* _DIRECTIVE_
Pick up the article below on Greensboro's incoming city manager, Taiwo Jaiyeoba, where it stops, and write what comes next.

* _PROVIDED PASSAGE_
· · · · · · ·

You may know that Greensboro has a new city manager starting next year. City Council on Dec. 21 approved the hiring of Taiwo Jaiyeoba, the city of Charlotte’s assistant city manager and director of Planning, Design and Development

You may also know that Jaiyeoba, 52, has nearly 30 years of regional, municipal and private leadership experience, having also worked in Sacramento, California, and Grand Rapids, Michigan, before moving to Charlotte in 2018. You may know that he was named Charlottean of the Year but also was challenged by a member of the city council.

You may know that you pronounce his name TY-woh JAH-ye-aw-bah, that he was born in and educated in Nigeria and started his career in Botswana and that he is replacing David Parrish, who resigned in June after three years of running the city’s business, with Chris Wilson having served on an interim basis.

But you probably are curious about Jaiyeoba’ s insights and experiences, the sort of perspectives that surely emerged during the interview process that led to his hiring.

So we asked him about some of those things, and we think you will find depth in his ideas and gain insight about how the city of Greensboro might be managed in the coming years.

WGHP: What are your first impressions of the city of Greensboro, its assets and needs?

TAIWO JAIYEOBA: I have been coming to Greensboro for many years. Dating back to my years as a consultant (I managed the Urban Circulator Project in nearby Winston-Salem from 2013 to 2014), I would fly into PTI and drive throughout the Triad area. The rich civil rights history, several higher institutions of learning, abundance of pocket parks and active open spaces, small buildings, ease of commute, relative affordability, visible presence of arts and entertainment facilities, were (and are) the things that first struck me about Greensboro. You might not know, this but the Trust for Public Land lists Greensboro as the second highest ranked city in North Carolina (after Raleigh) on its 2021 park score index – which means residents have ease of access to parks and recreational opportunities in Greensboro than many American cities, including my adopted city of Charlotte. I estimated that Greensboro has about 10 colleges within an area of 137 square miles, which means about one higher institution per 13 square miles. That’s unique. It means there’s a latent population to support a vibrant night life and strengthen the arts and entertainment environment for the foreseeable future.

· · · · · · ·

* _INFORMATION PROVIDED_
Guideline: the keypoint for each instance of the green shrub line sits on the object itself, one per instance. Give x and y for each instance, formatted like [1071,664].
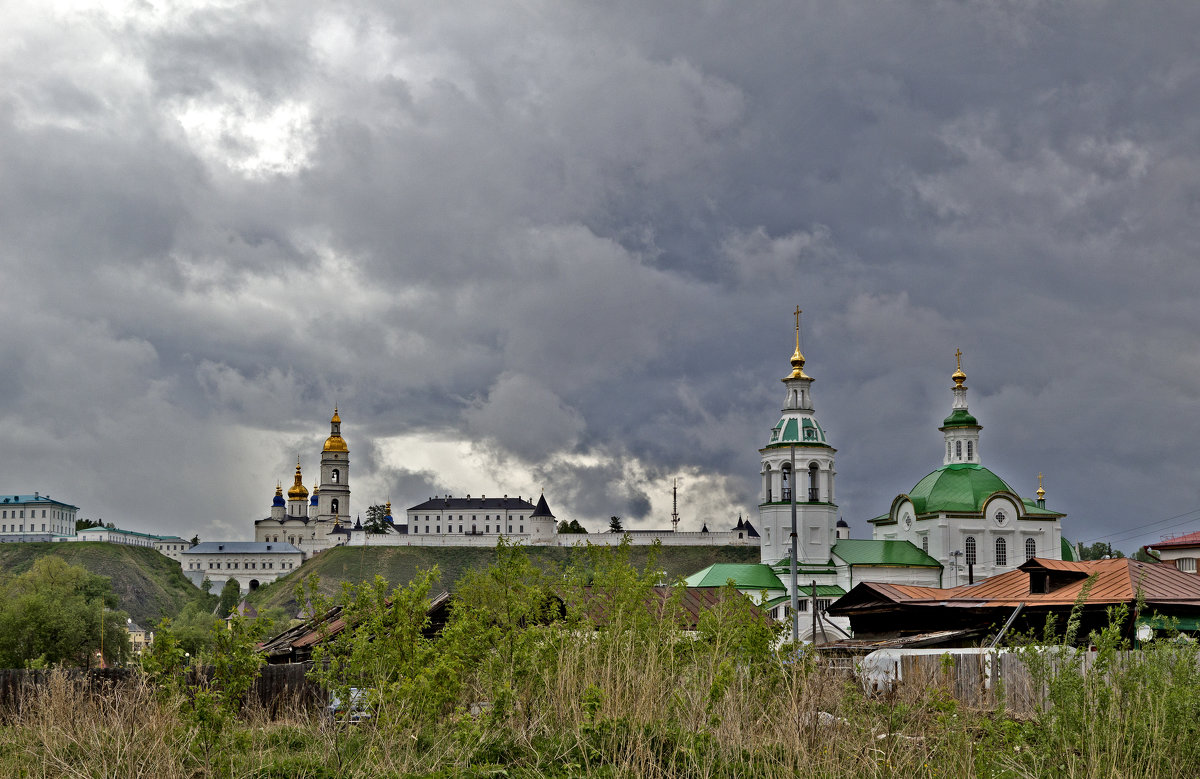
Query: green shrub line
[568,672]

· · · · · · ·

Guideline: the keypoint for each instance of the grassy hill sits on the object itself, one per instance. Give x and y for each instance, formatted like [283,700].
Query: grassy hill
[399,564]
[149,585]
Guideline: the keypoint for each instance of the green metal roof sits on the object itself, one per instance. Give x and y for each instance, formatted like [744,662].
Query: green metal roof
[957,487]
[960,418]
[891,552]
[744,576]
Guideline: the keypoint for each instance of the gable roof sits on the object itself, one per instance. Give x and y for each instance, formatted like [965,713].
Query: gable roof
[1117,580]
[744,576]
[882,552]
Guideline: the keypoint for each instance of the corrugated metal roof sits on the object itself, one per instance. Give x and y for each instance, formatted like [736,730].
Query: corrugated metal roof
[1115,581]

· · · · · · ·

* _THE RESPONSE_
However, like most growing urban areas, Greensboro has its challenges: public safety, inequity in investments, ease of access to public transportation and increasing homelessness among others. And all of these are connected and have to be addressed together.

With specifics, it is easy to notice the several underutilized buildings and lots of surface parking especially in the downtown area. Those are opportunities that could be leveraged by developers to create a more vibrant downtown, resulting in creation of jobs, which can be easily accessed by anyone living within a 15-minute drive radius of downtown. It is possible for Greensboro to be a model of a 15-minute city.   

WGHP: In what ways do you see it alike or contrasting with Charlotte?

JAIYEOBA: Aside from the obvious differences in population and approach to governance, most American urban areas are alike in many respects: They attract talents and jobs, are centers of learning with presence of healthcare facilities, better housing options and highest concentration of transportation investments. In these, Charlotte and Greensboro are alike. Urban environments also face similar challenges (although at varying scales): increasing homelessness, public safety issues, lack of affordable housing, inadequate transportation services among others. Driving from East Greensboro to other parts of the city, the obvious disparity in investment cannot be missed. This reminds me of Charlotte’s “Arc and Wedge” disparity. In Charlotte, the “Arc” (or Crescent to some) has the most minority population, highest level of poverty, lowest life expectancy, poor quality of schools and lower median income than the rest of the city. The “Wedge” is mostly South Charlotte – it has the highest number of white population, higher income than the rest of the city, highest life expectancy, more jobs and affluence. This is a challenge not just in Greensboro but in most American cities. A quick review of Greensboro’s 1936 redlining map developed by UNCG’s Center for Housing and Community Studies shows expanded redlining boundaries expanded eastwards (council districts one and two) especially when overlaid with racially/ethnically concentrated areas of poverty. Closing the gap in investments has to be intentionally addressed.

Greensboro completed its 2040 comprehensive plan ahead of Charlotte. While there are key differences in approaches to the development of the plans, they both emphasize the need for the two cities to address growth and rapid pace of development in a sustainable and equitable manner over the next 20 years. For example, GSO2040 has a big idea designed around “becoming car optional” while Charlotte’s 2040 Plan has a policy about diversity of housing options besides detached single family housing. Both approaches point to the need for the two cities to become more sustainable and equitable even as urban demographics become more diverse (U.S. Census 2020).

Two key differences between Greensboro and Charlotte governance structures, which did not escape my attention, are 4-year versus 2-year mayor/council terms and the ability of the mayor of Greensboro to cast a vote regularly. 

WGHP: What do you see as the key issue facing the future development of urban districts?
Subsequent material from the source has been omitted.